A ‘disgraceful’ solar farm could be getting the green light later this week by planners.

South Holland District Council's planning committee have been recommended to approve AUK PE12 Ltd’s bid to build a 48MW solar farm on farmland near Holbeach Bank at their next meeting on Wednesday.

The application – which has been branded a disgrace by ward member and council leader Nick Worth – has received a backlash from the local community who have raised concerns about the loss of prime agricultural land and biodiversity along with highways safety and congestion.

A solar farm in Holbeach Bank has been recommended for approval PHOTO: STOCK
A solar farm in Holbeach Bank has been recommended for approval PHOTO: STOCK

But a report to the meeting by officers has advised that the majority of land in the district is classed as the ‘best and most versatile’ (BMV) land types that it is unlikely that an alternative site could be found.

Coun Worth is ‘strongly opposed’ to the application on land north of Roman Bank and east of Middle Marsh Road at Red House Farm in Holbeach St Marks, on the grounds that it would result in a loss of vital agricultural land.

### REQUIRED TASK 1
Reproduce the part of the solar farm article from "The application –" to "could be found." word for word.
### REQUIRED TASK 2
Answer these questions about the solar farm article:
(a) What capacity is the proposed solar farm?
(b) On which day is the planning committee's next meeting?
(c) On which farm is the application land located?
### REQUIRED TASK 3
Carry the solar farm article forward from its last sentence.

### RAW RECORDS

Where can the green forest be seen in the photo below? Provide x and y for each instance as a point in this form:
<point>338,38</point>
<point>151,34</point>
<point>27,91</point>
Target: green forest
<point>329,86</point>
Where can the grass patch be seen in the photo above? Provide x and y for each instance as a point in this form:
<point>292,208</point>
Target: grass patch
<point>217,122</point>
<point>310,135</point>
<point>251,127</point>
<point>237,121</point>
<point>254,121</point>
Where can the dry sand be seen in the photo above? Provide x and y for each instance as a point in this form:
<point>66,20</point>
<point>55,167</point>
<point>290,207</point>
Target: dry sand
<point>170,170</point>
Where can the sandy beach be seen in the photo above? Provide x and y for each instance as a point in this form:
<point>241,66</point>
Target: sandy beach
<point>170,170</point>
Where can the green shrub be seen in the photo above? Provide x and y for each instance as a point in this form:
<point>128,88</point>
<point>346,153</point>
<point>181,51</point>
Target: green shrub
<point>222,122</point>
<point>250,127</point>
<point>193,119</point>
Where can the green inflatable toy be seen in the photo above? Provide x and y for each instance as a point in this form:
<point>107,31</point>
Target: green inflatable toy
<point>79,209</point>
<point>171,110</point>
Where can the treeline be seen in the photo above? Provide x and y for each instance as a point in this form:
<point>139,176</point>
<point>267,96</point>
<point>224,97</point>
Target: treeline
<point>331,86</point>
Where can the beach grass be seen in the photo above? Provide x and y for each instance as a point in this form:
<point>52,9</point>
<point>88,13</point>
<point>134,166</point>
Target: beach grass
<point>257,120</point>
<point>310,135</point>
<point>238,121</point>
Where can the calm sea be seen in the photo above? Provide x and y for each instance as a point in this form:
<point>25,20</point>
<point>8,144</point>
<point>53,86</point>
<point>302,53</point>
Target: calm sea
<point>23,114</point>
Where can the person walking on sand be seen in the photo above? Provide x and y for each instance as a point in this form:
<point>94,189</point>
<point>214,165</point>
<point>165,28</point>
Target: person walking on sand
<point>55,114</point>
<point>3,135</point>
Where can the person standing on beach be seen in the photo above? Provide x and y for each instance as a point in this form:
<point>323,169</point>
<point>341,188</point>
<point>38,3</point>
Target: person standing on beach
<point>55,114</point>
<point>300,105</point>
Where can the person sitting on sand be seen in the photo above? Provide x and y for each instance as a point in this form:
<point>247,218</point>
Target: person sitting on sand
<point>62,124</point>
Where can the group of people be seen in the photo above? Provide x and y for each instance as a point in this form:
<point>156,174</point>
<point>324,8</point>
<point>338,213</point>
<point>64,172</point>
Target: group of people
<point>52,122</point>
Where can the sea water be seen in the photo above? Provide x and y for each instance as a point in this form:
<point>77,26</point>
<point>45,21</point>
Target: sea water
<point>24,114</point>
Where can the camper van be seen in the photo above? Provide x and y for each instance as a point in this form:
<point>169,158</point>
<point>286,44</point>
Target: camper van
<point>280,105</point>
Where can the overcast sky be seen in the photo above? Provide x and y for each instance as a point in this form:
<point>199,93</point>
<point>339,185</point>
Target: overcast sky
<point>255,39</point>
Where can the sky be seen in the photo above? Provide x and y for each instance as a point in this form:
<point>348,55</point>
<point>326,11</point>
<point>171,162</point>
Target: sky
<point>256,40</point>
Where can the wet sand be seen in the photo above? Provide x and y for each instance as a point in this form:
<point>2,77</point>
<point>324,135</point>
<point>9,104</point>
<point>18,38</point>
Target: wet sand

### OUTPUT 1
The application – which has been branded a disgrace by ward member and council leader Nick Worth – has received a backlash from the local community who have raised concerns about the loss of prime agricultural land and biodiversity along with highways safety and congestion.

A solar farm in Holbeach Bank has been recommended for approval PHOTO: STOCK
A solar farm in Holbeach Bank has been recommended for approval PHOTO: STOCK

But a report to the meeting by officers has advised that the majority of land in the district is classed as the ‘best and most versatile’ (BMV) land types that it is unlikely that an alternative site could be found.

### OUTPUT 2
(a) 48MW
(b) Wednesday
(c) Red House Farm

### OUTPUT 3
His objection states: “This area is one of the most important in the UK for food production and to remove this for what is a relatively small amount of energy that will disappear onto the National Grid (so no local benefit) would be disgraceful.

Ward member Coun Nick Worth has branded the plans ‘disgraceful’ PHOTO: STOCK
Ward member Coun Nick Worth has branded the plans ‘disgraceful’ PHOTO: STOCK

“By removing this land from food production it is also likely to impact on the sustainability of the farming business that is currently renting it and that could result in job losses. The charity that owns the land does not need extra funding, it has more than enough already.

“The farm, like many in the area grows potatoes, wheat, sugar beet and onions to name a few crops and due to the quality of the land (I dispute the Grade 2 classification and agree with the MAFF Grade 1), produces a much greater tonnage than other areas of the country which would have an impact on food produced in the area, as there is no other available land of this quality.

“As the local ward member I am aware of strong opposition from local people to this proposal for many of the reasons mentioned above. While you can screen the area with trees and hedging you will never manage to totally hide it and it will always be a blot on the landscape. The proposal will irrevocably change the nature and character of the area and should it be successful, where does it stop, as I am aware of another large application waiting in the wings.”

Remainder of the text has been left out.